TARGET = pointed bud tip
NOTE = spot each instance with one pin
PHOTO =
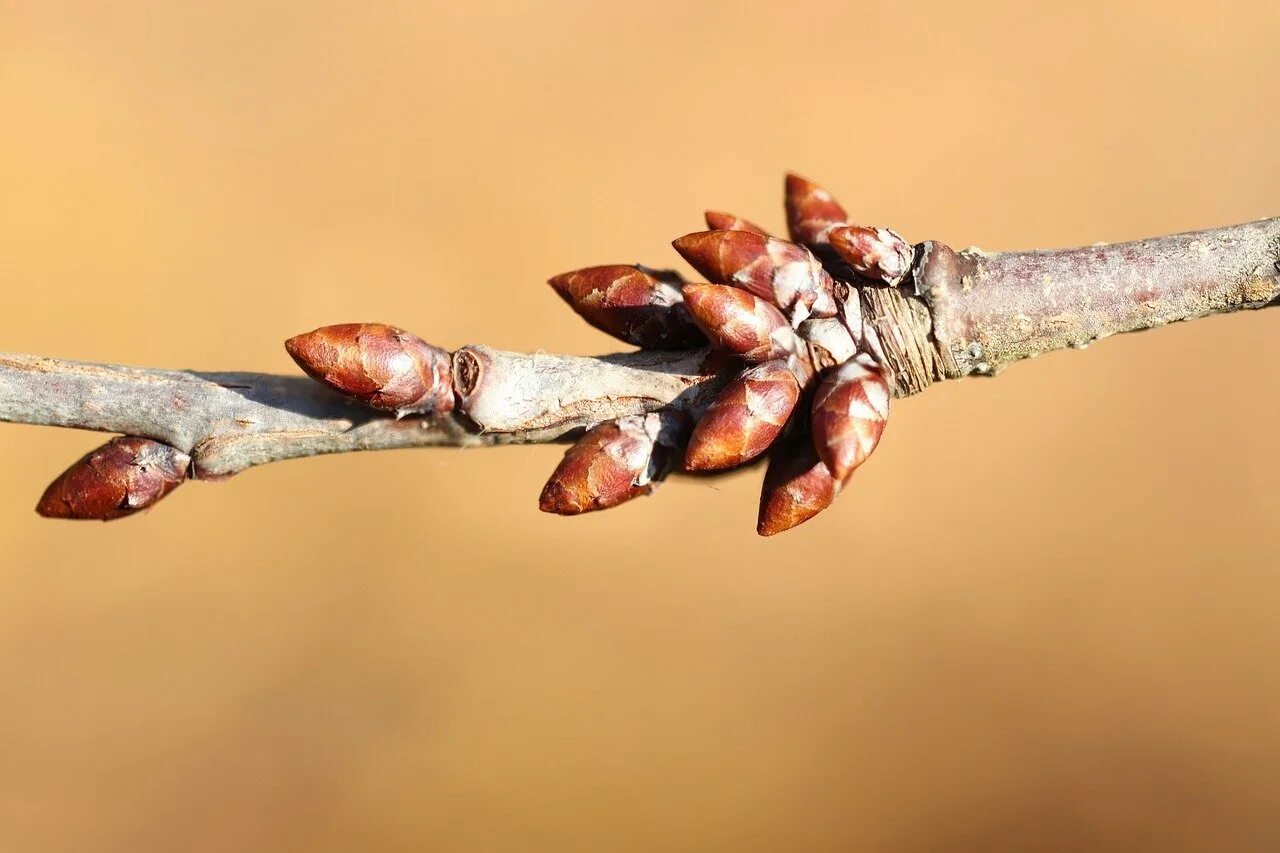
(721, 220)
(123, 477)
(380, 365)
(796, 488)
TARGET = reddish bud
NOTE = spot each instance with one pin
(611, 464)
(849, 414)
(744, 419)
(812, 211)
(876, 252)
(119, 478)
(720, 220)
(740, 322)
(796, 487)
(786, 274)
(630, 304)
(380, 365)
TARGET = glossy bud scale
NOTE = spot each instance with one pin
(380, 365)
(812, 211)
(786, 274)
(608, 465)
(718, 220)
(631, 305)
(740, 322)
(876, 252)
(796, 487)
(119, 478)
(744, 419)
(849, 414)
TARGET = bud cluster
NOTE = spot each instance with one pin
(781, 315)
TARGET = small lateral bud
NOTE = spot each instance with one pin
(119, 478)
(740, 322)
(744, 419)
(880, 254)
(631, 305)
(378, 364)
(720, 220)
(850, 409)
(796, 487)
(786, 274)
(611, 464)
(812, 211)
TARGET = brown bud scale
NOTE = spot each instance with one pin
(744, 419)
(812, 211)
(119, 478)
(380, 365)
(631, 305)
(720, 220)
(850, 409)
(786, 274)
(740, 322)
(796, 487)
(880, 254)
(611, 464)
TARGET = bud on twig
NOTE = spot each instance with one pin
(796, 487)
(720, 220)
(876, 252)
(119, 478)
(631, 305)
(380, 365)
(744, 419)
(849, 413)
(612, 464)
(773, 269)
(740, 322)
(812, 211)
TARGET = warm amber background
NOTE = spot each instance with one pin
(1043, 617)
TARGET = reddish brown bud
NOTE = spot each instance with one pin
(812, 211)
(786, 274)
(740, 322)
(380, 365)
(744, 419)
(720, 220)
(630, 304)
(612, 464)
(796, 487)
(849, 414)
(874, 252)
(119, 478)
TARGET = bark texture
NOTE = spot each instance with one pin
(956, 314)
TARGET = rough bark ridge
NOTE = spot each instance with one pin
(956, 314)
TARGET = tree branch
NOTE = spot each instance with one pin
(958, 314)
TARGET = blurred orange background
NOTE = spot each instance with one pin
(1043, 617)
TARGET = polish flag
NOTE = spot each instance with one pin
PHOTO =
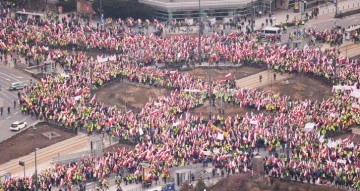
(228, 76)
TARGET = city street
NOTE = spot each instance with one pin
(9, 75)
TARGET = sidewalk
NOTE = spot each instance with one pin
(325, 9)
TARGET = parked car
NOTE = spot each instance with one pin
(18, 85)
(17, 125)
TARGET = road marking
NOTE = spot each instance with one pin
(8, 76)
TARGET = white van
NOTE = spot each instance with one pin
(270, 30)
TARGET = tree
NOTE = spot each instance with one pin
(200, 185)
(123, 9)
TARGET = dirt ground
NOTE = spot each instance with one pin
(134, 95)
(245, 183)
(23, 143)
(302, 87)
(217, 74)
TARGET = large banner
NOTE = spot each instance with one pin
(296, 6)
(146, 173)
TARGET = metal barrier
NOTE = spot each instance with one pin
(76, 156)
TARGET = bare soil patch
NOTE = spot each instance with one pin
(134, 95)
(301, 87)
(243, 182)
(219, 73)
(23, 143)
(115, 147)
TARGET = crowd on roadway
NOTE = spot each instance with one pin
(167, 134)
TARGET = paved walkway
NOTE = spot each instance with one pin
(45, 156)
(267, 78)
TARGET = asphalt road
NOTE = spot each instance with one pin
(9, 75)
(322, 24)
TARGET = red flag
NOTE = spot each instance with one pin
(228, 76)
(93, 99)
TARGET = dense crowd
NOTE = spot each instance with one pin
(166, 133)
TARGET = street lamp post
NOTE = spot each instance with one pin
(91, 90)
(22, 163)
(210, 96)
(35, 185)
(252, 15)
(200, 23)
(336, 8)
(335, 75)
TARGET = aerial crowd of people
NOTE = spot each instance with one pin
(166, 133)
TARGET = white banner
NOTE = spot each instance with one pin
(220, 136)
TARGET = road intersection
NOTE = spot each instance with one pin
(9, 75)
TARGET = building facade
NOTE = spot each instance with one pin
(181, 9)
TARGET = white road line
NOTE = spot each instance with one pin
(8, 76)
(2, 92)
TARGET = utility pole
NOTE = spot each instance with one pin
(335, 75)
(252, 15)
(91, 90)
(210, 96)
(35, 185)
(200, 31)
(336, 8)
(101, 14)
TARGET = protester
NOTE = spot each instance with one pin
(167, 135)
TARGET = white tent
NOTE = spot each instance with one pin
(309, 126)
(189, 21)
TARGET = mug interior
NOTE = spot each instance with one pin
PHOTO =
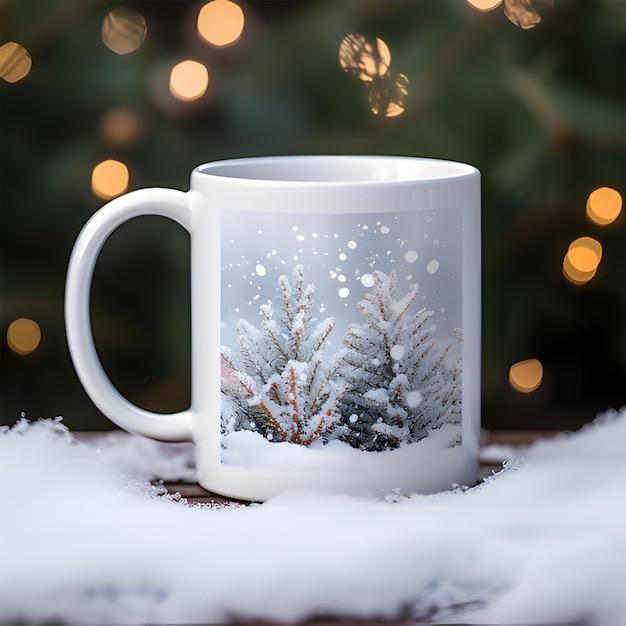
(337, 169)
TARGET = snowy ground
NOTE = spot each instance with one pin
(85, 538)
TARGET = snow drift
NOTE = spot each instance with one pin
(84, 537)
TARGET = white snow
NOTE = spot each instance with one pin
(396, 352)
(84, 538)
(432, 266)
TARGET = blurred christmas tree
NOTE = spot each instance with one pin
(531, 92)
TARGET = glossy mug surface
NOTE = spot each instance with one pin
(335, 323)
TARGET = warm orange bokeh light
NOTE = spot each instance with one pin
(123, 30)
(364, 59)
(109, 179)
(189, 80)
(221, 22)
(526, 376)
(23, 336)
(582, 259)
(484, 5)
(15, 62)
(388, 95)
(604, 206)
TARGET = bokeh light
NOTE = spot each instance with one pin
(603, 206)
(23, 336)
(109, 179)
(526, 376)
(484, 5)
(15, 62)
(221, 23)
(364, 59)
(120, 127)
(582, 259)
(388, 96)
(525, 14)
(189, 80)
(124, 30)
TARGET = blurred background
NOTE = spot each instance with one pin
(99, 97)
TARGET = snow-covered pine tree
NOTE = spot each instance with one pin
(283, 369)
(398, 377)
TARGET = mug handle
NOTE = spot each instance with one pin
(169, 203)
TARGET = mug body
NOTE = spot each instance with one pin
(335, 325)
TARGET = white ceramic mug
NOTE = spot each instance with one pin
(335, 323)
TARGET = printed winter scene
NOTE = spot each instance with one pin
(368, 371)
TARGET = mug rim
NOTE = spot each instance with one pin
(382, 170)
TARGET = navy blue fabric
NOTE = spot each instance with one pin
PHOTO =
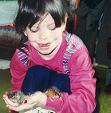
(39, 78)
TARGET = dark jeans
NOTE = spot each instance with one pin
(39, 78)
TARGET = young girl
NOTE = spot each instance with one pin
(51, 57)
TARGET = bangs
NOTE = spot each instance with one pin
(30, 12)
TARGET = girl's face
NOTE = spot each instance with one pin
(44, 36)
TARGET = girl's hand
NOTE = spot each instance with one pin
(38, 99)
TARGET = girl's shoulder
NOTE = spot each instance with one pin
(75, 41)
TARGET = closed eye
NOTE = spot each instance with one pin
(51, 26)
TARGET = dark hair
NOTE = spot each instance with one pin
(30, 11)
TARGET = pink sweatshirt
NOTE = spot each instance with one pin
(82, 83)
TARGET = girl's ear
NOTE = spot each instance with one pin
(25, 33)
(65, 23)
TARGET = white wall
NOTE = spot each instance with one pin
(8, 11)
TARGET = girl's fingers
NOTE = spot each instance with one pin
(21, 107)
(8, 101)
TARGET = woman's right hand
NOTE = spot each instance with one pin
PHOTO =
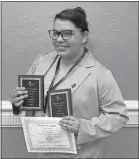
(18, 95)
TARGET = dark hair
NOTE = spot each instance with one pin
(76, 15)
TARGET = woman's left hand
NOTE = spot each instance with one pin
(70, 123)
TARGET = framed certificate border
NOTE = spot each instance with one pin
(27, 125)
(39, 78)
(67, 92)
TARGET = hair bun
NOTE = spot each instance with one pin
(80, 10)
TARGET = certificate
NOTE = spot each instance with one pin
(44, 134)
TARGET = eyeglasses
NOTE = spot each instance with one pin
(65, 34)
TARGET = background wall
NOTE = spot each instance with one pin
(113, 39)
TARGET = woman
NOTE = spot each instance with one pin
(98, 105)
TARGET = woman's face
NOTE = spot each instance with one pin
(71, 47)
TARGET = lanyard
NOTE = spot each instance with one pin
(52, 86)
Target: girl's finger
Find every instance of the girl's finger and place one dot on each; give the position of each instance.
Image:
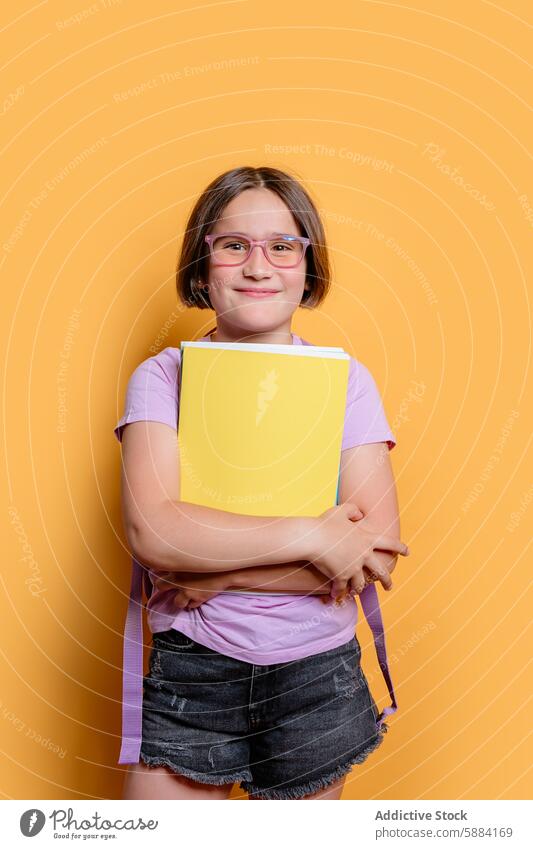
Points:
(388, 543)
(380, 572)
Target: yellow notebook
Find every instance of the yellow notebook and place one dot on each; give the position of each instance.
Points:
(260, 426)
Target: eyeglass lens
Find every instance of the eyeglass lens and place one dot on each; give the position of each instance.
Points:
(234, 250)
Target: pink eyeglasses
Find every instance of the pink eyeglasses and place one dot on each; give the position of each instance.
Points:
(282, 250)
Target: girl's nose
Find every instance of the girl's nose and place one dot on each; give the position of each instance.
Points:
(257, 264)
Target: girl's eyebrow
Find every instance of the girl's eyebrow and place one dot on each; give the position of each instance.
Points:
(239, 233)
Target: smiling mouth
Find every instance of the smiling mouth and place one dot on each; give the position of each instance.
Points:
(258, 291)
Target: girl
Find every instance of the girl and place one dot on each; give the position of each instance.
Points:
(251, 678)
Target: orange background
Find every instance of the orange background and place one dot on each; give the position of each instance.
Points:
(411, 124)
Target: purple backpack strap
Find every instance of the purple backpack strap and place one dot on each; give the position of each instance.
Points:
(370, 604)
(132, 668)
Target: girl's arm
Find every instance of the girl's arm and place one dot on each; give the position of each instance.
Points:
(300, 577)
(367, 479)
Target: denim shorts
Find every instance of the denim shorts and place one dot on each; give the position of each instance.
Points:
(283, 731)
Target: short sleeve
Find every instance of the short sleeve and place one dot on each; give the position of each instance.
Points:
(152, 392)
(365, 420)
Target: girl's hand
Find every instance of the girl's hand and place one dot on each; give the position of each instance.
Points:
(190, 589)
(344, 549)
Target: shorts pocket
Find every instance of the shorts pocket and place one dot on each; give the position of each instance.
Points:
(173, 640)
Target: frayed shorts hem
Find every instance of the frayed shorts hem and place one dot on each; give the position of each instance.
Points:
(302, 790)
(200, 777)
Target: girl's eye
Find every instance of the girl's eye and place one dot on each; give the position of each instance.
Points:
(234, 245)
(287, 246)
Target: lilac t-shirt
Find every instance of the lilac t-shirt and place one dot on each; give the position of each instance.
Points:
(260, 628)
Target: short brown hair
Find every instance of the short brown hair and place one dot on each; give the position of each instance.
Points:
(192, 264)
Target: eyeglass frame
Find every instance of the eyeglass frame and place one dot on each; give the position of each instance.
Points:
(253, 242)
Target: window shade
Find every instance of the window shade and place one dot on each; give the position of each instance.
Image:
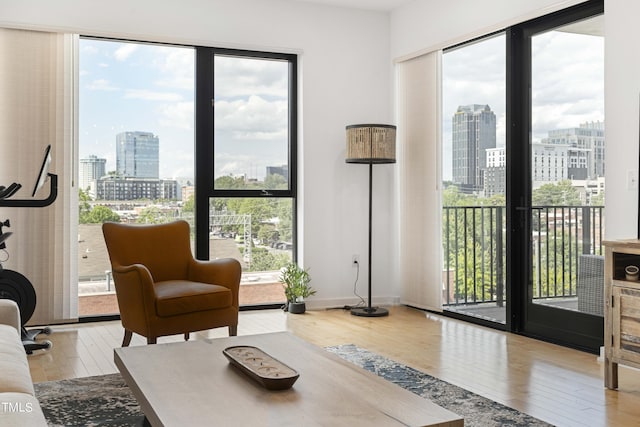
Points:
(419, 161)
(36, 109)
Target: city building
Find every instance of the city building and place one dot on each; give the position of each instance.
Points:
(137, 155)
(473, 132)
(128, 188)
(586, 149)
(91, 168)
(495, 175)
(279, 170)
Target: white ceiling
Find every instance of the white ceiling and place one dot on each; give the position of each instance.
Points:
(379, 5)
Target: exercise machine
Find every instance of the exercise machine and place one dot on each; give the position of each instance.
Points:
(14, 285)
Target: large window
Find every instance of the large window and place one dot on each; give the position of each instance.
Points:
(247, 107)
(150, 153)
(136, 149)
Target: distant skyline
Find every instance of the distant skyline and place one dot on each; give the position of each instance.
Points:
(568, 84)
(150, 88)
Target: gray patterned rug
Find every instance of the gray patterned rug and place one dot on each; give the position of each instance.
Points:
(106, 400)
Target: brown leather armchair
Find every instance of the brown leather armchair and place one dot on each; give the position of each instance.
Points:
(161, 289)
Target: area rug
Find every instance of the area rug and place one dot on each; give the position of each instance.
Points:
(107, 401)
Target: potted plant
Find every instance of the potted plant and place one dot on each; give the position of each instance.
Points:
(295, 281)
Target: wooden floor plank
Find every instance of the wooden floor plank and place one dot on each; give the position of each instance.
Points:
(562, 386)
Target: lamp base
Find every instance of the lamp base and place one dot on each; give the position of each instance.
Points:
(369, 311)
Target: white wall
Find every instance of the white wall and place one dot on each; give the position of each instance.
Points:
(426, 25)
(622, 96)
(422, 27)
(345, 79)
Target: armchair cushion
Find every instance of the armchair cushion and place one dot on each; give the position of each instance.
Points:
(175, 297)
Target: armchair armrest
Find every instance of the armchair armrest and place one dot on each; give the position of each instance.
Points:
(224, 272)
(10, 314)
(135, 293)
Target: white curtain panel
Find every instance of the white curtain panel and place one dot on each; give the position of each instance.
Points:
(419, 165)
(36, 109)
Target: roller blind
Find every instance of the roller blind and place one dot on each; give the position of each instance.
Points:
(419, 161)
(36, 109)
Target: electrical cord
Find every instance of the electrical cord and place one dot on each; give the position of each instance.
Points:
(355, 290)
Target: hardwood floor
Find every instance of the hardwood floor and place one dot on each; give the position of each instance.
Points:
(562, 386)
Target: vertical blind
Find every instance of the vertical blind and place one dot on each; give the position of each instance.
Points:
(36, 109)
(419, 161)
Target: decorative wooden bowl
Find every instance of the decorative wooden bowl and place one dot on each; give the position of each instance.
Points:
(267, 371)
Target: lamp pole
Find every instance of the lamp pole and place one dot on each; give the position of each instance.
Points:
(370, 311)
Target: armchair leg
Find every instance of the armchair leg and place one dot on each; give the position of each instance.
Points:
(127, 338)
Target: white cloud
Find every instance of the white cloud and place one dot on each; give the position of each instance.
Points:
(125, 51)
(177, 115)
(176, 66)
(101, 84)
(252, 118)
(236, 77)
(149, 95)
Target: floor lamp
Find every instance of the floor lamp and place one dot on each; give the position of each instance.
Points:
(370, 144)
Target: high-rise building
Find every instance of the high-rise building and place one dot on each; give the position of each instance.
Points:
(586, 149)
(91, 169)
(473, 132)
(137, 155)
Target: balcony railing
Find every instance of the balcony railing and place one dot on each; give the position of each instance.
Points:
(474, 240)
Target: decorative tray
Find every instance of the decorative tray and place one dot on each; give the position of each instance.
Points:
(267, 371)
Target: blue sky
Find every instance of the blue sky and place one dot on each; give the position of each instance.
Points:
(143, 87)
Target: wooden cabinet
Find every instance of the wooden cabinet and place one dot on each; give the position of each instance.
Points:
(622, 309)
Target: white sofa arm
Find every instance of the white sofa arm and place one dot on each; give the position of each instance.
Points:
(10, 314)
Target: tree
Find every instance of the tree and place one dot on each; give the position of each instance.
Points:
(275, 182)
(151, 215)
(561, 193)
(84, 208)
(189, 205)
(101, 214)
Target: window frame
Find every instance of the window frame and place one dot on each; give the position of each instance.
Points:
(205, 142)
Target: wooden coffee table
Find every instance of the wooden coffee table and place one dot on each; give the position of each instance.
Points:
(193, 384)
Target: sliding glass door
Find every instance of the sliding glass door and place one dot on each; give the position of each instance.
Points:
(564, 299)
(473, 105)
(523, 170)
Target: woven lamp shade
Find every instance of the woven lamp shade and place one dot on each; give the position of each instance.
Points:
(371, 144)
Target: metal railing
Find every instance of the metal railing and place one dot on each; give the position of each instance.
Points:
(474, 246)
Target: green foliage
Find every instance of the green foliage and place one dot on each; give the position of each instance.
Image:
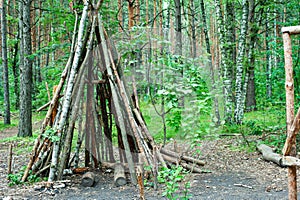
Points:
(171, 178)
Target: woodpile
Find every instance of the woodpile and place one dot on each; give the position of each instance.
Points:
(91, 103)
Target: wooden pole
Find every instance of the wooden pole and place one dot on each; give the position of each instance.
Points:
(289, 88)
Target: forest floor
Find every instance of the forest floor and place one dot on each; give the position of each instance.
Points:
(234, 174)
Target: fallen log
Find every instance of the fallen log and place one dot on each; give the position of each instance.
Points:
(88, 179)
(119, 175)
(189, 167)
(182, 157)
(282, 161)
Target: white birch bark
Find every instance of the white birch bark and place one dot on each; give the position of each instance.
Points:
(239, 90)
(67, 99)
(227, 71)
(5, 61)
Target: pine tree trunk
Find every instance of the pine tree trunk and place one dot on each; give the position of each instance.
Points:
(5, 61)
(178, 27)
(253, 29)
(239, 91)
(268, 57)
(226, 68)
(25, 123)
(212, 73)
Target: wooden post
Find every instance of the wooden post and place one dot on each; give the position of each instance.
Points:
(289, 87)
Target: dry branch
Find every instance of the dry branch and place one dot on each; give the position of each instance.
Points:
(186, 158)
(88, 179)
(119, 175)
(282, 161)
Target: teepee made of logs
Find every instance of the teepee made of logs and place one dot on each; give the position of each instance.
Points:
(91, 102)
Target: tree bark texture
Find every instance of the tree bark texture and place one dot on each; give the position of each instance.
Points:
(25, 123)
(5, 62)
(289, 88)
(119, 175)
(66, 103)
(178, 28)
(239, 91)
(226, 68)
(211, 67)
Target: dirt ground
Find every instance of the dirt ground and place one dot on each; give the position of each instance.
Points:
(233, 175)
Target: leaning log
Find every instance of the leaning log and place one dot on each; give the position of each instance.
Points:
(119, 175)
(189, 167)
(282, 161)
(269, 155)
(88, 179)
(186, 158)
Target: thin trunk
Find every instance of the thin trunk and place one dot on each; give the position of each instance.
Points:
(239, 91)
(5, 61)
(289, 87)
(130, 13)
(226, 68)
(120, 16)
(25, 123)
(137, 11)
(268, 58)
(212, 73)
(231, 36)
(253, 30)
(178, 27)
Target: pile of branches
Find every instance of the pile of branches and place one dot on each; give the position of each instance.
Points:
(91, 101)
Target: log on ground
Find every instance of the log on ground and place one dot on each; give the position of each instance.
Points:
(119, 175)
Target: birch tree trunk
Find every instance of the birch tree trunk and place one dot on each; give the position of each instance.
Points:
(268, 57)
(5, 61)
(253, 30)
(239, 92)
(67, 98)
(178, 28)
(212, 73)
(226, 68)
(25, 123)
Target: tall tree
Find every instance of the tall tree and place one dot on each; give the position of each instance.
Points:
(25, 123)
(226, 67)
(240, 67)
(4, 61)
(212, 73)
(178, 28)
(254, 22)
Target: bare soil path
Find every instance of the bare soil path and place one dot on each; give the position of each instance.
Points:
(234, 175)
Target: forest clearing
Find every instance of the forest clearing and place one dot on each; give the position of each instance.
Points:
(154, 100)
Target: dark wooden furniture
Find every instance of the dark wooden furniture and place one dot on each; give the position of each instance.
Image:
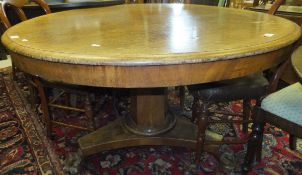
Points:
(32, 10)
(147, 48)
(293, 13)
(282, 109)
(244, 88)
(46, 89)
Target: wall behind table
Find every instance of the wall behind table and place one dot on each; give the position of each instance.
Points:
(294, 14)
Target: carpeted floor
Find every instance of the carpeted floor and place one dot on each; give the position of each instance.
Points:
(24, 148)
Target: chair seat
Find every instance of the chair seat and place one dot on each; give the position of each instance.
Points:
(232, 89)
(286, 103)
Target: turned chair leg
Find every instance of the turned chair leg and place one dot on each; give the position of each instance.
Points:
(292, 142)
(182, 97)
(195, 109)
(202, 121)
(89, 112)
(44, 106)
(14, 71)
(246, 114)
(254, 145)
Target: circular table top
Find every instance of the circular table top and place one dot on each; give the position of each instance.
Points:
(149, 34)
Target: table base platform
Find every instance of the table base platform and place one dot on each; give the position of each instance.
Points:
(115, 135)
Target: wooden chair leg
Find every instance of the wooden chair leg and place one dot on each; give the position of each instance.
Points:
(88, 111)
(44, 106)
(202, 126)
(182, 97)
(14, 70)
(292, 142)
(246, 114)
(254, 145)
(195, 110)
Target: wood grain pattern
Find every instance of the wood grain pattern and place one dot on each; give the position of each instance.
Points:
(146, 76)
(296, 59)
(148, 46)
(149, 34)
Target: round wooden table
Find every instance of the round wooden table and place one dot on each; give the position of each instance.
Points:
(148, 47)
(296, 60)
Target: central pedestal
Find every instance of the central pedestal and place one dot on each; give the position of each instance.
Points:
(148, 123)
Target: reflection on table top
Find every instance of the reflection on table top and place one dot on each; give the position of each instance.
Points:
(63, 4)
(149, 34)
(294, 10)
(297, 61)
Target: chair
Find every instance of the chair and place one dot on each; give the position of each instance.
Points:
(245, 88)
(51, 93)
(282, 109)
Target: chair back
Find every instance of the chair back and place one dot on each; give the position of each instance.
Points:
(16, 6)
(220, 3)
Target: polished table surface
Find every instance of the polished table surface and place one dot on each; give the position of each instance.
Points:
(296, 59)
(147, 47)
+ + + + + + +
Word for word and without pictures, please write out only the lines from the start of the entries through the line containing "TARGET = glossy bud scale", both included.

TARGET = pointed bud tip
NOTE = spot each instance with one pin
PHOTO =
(721, 220)
(123, 477)
(380, 365)
(796, 488)
TARGET = reddish bud
NOTE = spot each instance with one pin
(611, 464)
(849, 414)
(744, 419)
(812, 211)
(876, 252)
(119, 478)
(720, 220)
(740, 322)
(796, 487)
(786, 274)
(630, 304)
(380, 365)
TARGET = glossy bud scale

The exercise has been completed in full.